_What to produce_
For this exercise, please find the lines in the entries that include the word "helmet" and copy them.

※ ※ ※

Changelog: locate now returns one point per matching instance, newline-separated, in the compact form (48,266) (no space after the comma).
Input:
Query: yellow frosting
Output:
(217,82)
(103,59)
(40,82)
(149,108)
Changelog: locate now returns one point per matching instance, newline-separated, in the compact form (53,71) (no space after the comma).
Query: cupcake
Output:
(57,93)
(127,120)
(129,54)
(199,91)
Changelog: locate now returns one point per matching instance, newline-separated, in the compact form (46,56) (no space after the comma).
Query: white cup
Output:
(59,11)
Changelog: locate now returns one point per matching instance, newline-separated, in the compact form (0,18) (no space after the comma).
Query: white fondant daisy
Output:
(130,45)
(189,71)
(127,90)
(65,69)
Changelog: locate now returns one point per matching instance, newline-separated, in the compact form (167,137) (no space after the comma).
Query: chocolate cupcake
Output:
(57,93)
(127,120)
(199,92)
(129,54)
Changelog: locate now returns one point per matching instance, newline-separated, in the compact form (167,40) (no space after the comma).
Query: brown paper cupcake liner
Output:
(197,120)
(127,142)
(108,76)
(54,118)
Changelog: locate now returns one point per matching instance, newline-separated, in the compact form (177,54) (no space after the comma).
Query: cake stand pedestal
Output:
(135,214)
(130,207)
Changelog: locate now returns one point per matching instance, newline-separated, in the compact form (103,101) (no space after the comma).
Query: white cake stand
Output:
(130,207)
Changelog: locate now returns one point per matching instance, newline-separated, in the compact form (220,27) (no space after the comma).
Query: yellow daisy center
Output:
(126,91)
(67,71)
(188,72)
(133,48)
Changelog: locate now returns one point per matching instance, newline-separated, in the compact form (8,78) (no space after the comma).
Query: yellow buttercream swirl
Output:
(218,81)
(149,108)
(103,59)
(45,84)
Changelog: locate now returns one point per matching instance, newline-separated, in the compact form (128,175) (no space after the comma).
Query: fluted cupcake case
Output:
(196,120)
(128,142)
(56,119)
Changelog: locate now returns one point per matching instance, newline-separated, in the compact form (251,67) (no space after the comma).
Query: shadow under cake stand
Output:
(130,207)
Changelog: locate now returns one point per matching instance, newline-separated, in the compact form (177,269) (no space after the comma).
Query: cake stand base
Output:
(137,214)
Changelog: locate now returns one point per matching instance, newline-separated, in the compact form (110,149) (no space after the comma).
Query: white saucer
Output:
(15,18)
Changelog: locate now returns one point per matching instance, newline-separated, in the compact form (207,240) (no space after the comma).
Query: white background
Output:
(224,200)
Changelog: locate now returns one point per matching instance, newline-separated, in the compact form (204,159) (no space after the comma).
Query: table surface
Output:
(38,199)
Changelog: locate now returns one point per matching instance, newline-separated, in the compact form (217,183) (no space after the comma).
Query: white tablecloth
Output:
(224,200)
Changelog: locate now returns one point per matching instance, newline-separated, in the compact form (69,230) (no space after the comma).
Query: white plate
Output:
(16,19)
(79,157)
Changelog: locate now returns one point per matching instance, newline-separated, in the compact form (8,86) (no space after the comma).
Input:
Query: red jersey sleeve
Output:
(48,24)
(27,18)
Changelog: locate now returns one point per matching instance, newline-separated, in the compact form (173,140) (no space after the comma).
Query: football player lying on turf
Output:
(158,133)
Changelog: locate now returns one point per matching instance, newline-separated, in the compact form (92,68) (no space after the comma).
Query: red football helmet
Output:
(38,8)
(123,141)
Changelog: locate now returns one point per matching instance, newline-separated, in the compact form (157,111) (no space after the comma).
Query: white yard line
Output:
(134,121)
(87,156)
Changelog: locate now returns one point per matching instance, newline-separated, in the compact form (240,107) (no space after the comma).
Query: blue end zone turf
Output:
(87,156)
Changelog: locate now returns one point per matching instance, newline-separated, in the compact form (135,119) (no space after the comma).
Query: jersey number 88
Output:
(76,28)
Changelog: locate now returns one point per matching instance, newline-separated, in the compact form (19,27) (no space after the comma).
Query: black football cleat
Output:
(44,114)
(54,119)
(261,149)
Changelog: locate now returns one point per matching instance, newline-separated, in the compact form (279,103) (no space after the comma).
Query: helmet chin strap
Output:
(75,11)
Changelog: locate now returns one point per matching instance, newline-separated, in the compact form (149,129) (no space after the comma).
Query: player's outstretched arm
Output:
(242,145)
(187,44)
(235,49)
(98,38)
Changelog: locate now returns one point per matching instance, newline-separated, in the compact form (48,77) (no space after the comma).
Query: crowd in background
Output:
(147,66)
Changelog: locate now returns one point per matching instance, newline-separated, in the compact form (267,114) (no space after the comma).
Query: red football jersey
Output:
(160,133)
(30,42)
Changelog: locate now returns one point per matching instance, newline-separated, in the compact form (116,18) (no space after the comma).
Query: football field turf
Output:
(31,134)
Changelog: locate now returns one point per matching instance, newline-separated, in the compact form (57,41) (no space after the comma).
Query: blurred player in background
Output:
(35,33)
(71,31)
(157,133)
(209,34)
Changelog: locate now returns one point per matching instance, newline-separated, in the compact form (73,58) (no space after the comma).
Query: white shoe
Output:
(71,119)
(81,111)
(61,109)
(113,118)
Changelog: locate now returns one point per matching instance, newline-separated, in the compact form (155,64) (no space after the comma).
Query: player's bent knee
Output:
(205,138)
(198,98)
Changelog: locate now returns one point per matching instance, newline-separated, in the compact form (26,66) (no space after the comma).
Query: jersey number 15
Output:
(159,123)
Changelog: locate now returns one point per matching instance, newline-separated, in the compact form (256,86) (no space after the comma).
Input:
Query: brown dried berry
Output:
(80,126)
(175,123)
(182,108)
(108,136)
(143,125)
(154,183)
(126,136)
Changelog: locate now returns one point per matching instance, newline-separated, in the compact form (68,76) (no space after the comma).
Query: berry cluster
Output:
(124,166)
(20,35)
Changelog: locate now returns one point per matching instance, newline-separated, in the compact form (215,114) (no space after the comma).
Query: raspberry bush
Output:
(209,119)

※ ※ ※

_Answer space_
Query: red football helmet
Query: helmet chin strap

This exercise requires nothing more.